**Given task:** Write out the data below line for line, without changing anything, but leave the pictures out.

Extracted data entries
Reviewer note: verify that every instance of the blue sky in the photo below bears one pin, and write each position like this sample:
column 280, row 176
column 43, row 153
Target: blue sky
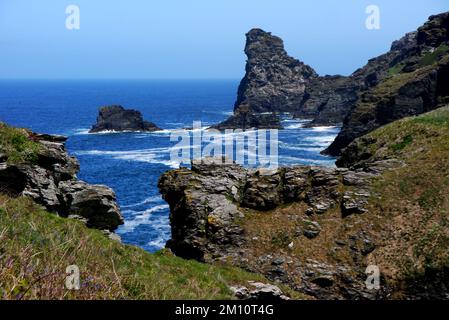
column 193, row 39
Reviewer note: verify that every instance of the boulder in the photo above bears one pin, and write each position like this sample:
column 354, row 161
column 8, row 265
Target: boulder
column 51, row 181
column 117, row 118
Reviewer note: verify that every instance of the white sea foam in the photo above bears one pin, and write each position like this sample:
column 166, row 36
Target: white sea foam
column 294, row 126
column 158, row 243
column 145, row 218
column 321, row 140
column 148, row 200
column 153, row 155
column 323, row 128
column 300, row 148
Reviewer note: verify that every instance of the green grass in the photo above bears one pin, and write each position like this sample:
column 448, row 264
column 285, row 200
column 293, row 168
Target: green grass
column 396, row 69
column 17, row 146
column 36, row 247
column 404, row 143
column 413, row 200
column 435, row 56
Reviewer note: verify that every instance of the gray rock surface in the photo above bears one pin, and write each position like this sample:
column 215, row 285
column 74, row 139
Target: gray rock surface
column 117, row 118
column 52, row 182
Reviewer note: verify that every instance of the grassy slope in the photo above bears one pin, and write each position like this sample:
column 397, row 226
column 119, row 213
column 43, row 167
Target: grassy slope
column 15, row 144
column 414, row 199
column 36, row 247
column 408, row 215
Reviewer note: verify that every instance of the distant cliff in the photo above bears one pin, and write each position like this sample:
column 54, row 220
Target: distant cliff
column 117, row 118
column 416, row 80
column 275, row 82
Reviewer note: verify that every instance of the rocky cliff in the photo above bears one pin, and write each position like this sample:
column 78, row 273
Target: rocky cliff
column 38, row 166
column 275, row 82
column 116, row 118
column 413, row 79
column 318, row 229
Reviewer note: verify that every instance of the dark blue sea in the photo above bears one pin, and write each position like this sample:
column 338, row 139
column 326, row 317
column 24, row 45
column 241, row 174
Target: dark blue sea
column 131, row 163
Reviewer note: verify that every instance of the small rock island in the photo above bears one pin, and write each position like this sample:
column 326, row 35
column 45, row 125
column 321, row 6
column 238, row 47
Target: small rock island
column 117, row 118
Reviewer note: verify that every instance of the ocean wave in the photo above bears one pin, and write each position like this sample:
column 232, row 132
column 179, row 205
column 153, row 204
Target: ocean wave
column 153, row 155
column 287, row 146
column 144, row 218
column 294, row 126
column 321, row 140
column 159, row 243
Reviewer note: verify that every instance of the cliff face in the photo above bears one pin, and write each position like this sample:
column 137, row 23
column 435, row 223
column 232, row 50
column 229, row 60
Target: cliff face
column 39, row 167
column 275, row 82
column 318, row 229
column 413, row 80
column 116, row 118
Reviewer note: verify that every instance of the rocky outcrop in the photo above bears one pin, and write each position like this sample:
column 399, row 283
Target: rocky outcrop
column 211, row 204
column 116, row 118
column 275, row 82
column 416, row 82
column 245, row 119
column 258, row 291
column 51, row 181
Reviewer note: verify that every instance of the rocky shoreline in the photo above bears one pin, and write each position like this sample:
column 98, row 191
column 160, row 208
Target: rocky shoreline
column 51, row 181
column 117, row 118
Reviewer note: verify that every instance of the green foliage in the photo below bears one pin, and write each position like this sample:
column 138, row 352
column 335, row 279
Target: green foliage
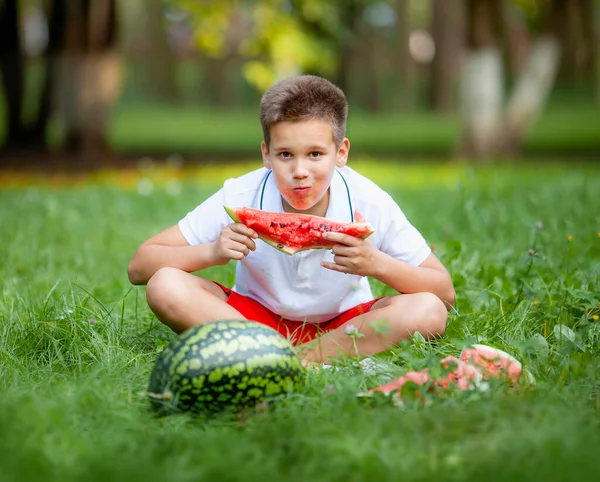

**Result for this exercise:**
Reviewer note: verify that every instance of the blue sky in the photo below bears one pin, and write each position like this sample:
column 280, row 176
column 43, row 153
Target: blue sky
column 193, row 39
Reviewer note: verify that every instance of the boulder in the photo above bears one pin, and write each position like this sample:
column 354, row 161
column 8, row 265
Target: boulder
column 51, row 181
column 117, row 118
Reviewer note: verify that every instance of the white sea foam in the photo above bears one pin, and write each position like this sample:
column 166, row 36
Target: white sea foam
column 294, row 126
column 158, row 243
column 145, row 218
column 321, row 140
column 148, row 200
column 153, row 155
column 323, row 128
column 300, row 148
Reviewer note: verify that every instance of the green grass in the photo above bears one pin, and write each position like this sample:
column 448, row 264
column 285, row 200
column 293, row 168
Target: green grass
column 396, row 69
column 17, row 146
column 36, row 247
column 404, row 143
column 413, row 200
column 435, row 56
Reviewer note: verify that every instance of the gray rock surface in the photo above bears one pin, and write each position like this sample:
column 215, row 285
column 74, row 139
Target: gray rock surface
column 117, row 118
column 52, row 182
Reviewer note: verify that every instance of the grassy slope in the photo above bears one pin, and write each position like this sample:
column 397, row 226
column 119, row 213
column 43, row 167
Target: grassy slope
column 15, row 144
column 414, row 199
column 36, row 247
column 408, row 215
Reviewer note: verify that every instance of the distant cliff in the photo above bears one pin, and write each position like this sample:
column 54, row 220
Target: distant cliff
column 117, row 118
column 416, row 80
column 275, row 82
Reviewer note: verify that every instance of the rocky cliff in the photo above bears one pin, and write each position like this sample:
column 78, row 273
Target: rocky cliff
column 38, row 166
column 275, row 82
column 116, row 118
column 413, row 79
column 318, row 229
Reviewer note: verify that every instance of the dark blue sea in the photo above bears one pin, and write each position like this sample:
column 338, row 139
column 326, row 317
column 24, row 45
column 241, row 174
Target: dark blue sea
column 131, row 163
Reviewer note: verify that every instance of the small rock island in the photo above bears one pin, and write each position like this sample:
column 326, row 35
column 45, row 125
column 321, row 6
column 238, row 47
Target: small rock island
column 117, row 118
Reviewer note: verify that every instance of the ocean wave in the photo above bears one pin, and write each position like this sample:
column 232, row 132
column 179, row 205
column 153, row 204
Target: ocean wave
column 153, row 155
column 287, row 146
column 144, row 218
column 294, row 126
column 321, row 140
column 159, row 243
Reviewer note: verify that every instance of the cliff face in the photo above bears one pin, and write each position like this sample:
column 137, row 23
column 435, row 223
column 232, row 50
column 229, row 60
Target: cliff face
column 39, row 167
column 275, row 82
column 318, row 229
column 413, row 80
column 116, row 118
Reviewer note: verify that every instance of the rocky outcrop in the photo above bears one pin, and write each position like this sample:
column 399, row 283
Target: rocky outcrop
column 211, row 204
column 116, row 118
column 275, row 82
column 416, row 82
column 245, row 119
column 258, row 291
column 51, row 181
Reviewer note: verify that every instance of the rocky shoreline in the photo above bears one pin, and write each position like this sample:
column 98, row 191
column 160, row 208
Target: rocky shoreline
column 51, row 181
column 117, row 118
Reviewer note: verify that every instance of the green foliage in the photo below bears one pin, and write each position like this sample:
column 138, row 352
column 335, row 279
Target: green foliage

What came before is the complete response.